START

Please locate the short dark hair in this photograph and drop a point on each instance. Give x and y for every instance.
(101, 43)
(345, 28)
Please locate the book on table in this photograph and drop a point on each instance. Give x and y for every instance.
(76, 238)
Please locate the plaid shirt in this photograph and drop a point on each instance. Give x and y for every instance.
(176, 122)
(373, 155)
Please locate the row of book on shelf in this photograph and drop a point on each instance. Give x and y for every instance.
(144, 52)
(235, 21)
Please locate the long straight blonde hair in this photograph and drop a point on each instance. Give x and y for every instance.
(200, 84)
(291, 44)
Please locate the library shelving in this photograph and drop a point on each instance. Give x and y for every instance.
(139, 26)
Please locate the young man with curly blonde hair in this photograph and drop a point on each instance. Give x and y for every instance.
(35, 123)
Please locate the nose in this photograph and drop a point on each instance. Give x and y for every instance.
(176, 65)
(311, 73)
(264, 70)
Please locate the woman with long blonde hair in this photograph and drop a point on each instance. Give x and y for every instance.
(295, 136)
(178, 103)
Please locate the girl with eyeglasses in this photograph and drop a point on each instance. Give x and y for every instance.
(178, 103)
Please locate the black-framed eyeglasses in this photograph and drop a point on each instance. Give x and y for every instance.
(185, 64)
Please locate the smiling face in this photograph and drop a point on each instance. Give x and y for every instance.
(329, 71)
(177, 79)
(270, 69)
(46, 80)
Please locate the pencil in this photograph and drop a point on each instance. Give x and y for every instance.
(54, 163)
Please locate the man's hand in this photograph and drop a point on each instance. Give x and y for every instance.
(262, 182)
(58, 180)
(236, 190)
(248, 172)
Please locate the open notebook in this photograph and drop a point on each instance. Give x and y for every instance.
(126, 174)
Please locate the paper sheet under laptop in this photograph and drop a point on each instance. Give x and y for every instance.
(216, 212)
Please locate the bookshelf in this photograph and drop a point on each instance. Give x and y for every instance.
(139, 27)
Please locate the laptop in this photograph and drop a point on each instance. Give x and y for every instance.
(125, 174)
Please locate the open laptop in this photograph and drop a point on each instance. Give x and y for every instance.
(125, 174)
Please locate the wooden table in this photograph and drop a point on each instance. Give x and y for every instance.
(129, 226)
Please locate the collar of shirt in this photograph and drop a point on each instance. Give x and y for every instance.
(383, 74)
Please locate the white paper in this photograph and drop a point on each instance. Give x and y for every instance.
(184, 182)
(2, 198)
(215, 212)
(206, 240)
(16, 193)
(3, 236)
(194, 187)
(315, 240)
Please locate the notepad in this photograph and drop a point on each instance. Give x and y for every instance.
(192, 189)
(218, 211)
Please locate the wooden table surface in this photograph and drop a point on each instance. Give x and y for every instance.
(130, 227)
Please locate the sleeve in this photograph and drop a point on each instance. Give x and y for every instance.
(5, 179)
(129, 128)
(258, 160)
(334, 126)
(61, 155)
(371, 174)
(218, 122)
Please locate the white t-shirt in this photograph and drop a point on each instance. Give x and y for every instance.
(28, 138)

END

> **WHAT THE TASK ASKS**:
Could you print all of the records above again, word for word and with nothing added or left out?

> **RESULT OF THE TASK**:
Please locate the short dark hair in this photograph and drop a point on each instance. Give x and y for every instance.
(101, 43)
(345, 28)
Please locate the book on table in this photograph and drop a point on each instance. Give x and y for every instance.
(76, 238)
Please locate the plaid shirt in this photograph and drop a point on each instance. Give x and y for every instance.
(176, 122)
(373, 155)
Please locate the row of book on shelf in this photograph and drop a point on each instance. Give x and y for every instance.
(144, 52)
(235, 21)
Please locate the long straight blonde hair in this photograph and drop a point on each instance. Give x and y for every instance.
(200, 84)
(291, 44)
Please locate the library shelving in this photograph and drop a point on each instance. Give x and y for every instance.
(139, 26)
Please locate the young man with curly blonde hair in this photograph and drop a point on each instance. Give x and y for every instance.
(35, 123)
Please locate the nose in this photograph and drop a point on each instance. Give x and y for every instance.
(176, 65)
(311, 73)
(264, 70)
Please locate the woman with long blonde hair in this photograph and drop a point on each instance. Give x and y for every instance.
(295, 136)
(178, 103)
Please locate the girl with eyeglasses in this photograph and drop a point on each instance. Give x and y for every instance.
(178, 103)
Please locate the black-framed eyeglasses in this photograph and drop a point on each instance. Give x and y for every instance.
(185, 64)
Please locate the smiling face in this photograph and drop a point on each instance. Give x and y for every instance.
(329, 71)
(177, 79)
(270, 69)
(46, 80)
Please locate the pencil in this photograph and drop a point on each instance. Give x and y for every instance.
(54, 163)
Please locate the man's hand in this photograph and drop a point on each instance. Give x and y for every instance.
(262, 182)
(58, 180)
(236, 190)
(248, 172)
Please locate the open notebook in this photograph and drop a point on each instance. Give x and y for every instance.
(126, 174)
Please locate the paper sheet under laptop in this photograph and drop a point on each instance. Give x and y for every instance.
(216, 212)
Please locate the bookshelf in this photograph and drop a point on each instance. Give x and y for every instance.
(139, 27)
Please locate the laptop in this photograph and drop a point on each instance. Give x and y for every instance.
(125, 174)
Please locate the open laptop in this photograph and drop a point on each instance. Give x and y for every instance.
(125, 174)
Please locate the wooden table in this photograph and drop a point on each instance. Give x and y for every instance.
(129, 226)
Please locate the collar of shirt in this photograph and drop a point on each instance. Give x and y for every instance.
(383, 74)
Please locate the white paper in this photograph and drop a point on each instance. Give x and y for every instance.
(184, 182)
(2, 198)
(215, 212)
(206, 240)
(16, 193)
(3, 236)
(194, 187)
(315, 240)
Please locate the notepad in this photograph and drop a point on each instance. Give x and y for every instance.
(192, 189)
(218, 211)
Please locate the wooden table surface in this photograph and drop a point on each instance. Give x and y for every instance.
(130, 227)
Please locate the sleeve in this photograph and drop a point on each instance. Give x and y for every instance.
(5, 179)
(129, 128)
(258, 160)
(334, 126)
(61, 155)
(371, 174)
(218, 122)
Please locate the white t-shirt in this photograph and drop a point on each instance. Give x and y for every instance.
(28, 138)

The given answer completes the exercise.